## DIRECTIONS
Rewrite every line from the start of the rows below through the line holding "[[[304,122],[304,116],[278,120],[277,141],[303,141]]]", both ends included, and leave the pictures out. Scale each polygon vertex coordinate by 1.9, rounding to whole numbers with halves going up, and keep the other lines as they are.

------------

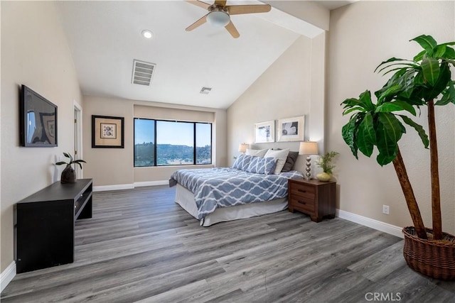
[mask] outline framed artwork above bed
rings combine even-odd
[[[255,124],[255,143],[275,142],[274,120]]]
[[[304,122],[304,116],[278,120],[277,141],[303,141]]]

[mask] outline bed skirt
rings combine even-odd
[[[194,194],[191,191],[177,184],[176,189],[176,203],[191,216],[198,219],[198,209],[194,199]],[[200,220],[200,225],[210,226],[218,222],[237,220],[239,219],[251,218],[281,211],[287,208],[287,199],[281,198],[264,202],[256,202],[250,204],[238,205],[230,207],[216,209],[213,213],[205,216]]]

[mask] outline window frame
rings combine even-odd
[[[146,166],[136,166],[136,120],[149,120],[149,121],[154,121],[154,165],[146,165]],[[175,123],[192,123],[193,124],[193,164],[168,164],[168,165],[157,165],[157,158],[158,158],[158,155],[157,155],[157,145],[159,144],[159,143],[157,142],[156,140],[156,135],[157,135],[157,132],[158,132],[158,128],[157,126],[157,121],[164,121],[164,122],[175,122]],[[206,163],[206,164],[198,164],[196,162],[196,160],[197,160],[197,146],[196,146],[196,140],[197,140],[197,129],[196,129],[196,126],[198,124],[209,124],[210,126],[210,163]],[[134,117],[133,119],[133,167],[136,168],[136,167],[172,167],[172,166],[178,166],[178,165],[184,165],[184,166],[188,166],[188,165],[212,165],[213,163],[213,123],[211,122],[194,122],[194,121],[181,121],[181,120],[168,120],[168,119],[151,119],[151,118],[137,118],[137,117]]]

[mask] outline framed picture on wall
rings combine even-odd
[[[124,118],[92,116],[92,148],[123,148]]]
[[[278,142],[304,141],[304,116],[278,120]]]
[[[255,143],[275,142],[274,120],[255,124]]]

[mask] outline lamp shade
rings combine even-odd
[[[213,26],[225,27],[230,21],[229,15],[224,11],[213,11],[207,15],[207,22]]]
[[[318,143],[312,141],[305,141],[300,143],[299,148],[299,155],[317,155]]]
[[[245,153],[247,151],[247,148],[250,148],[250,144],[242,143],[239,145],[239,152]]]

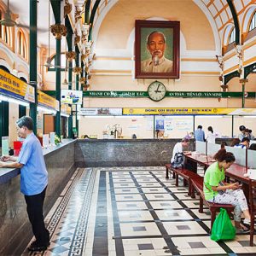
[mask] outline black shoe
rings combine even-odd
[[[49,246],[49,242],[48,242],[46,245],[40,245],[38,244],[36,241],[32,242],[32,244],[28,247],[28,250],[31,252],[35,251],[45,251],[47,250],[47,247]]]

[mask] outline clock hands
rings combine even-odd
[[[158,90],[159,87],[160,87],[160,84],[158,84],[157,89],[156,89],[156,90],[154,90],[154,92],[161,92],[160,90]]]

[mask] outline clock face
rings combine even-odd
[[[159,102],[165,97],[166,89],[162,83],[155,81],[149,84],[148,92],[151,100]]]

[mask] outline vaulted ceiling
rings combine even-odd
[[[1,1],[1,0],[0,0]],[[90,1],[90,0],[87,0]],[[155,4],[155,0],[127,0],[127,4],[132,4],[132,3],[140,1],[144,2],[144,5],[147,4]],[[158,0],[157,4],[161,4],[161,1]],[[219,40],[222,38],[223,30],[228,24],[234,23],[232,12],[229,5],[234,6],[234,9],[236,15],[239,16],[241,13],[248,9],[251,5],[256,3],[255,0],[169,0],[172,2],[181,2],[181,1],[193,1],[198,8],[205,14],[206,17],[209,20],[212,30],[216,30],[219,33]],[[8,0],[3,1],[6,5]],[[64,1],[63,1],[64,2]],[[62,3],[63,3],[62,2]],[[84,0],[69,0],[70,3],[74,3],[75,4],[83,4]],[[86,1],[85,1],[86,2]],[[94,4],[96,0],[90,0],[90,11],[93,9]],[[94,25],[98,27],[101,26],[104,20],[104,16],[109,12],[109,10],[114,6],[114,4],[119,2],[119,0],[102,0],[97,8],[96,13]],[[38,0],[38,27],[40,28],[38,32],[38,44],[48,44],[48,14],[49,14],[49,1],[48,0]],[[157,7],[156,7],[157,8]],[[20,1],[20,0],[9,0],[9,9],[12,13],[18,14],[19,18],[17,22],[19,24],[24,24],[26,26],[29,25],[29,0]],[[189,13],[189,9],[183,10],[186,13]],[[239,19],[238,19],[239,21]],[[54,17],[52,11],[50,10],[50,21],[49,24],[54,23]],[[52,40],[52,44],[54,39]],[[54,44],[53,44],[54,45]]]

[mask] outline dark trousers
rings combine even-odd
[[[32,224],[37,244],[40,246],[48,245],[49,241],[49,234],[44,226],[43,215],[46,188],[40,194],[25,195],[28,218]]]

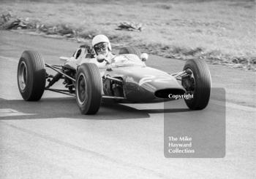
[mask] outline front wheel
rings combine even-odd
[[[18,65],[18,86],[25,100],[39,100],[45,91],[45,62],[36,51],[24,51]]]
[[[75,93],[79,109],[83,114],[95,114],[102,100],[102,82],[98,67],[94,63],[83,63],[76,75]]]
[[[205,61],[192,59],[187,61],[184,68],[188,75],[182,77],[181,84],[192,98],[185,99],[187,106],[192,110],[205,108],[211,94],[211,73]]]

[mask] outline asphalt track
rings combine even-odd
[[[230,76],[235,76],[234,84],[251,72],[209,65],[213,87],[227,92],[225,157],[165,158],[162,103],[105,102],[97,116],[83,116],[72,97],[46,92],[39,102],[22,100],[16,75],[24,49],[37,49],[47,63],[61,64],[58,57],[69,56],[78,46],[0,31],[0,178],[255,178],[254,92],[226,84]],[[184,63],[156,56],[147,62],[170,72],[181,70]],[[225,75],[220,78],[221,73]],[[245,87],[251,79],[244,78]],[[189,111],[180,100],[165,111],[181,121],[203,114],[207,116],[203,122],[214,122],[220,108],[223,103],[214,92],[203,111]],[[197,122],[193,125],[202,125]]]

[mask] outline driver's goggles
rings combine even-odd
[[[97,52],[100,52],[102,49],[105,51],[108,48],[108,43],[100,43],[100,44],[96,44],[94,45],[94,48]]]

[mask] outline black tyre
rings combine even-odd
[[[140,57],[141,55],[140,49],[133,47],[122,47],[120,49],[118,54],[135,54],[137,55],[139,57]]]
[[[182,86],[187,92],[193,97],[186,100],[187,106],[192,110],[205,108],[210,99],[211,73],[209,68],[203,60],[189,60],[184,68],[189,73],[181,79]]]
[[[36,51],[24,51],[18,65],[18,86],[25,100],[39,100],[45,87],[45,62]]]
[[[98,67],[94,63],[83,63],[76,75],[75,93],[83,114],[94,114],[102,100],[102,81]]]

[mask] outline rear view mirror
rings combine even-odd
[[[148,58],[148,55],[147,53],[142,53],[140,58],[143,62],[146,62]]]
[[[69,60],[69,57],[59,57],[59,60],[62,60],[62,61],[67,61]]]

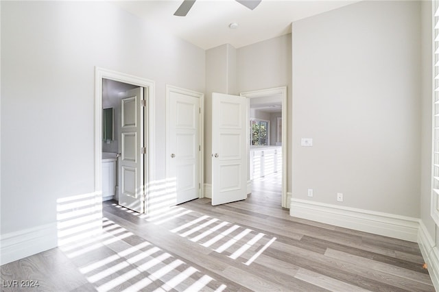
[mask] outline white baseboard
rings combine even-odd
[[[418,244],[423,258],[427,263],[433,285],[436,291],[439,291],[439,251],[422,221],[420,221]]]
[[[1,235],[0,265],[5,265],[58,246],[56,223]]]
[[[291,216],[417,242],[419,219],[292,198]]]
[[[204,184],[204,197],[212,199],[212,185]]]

------------

## EXPECTED ANSWER
[mask] outline framed artwork above bed
rings combine even-odd
[[[485,236],[485,272],[523,270],[521,228]]]
[[[578,232],[578,220],[528,228],[526,268],[576,268]]]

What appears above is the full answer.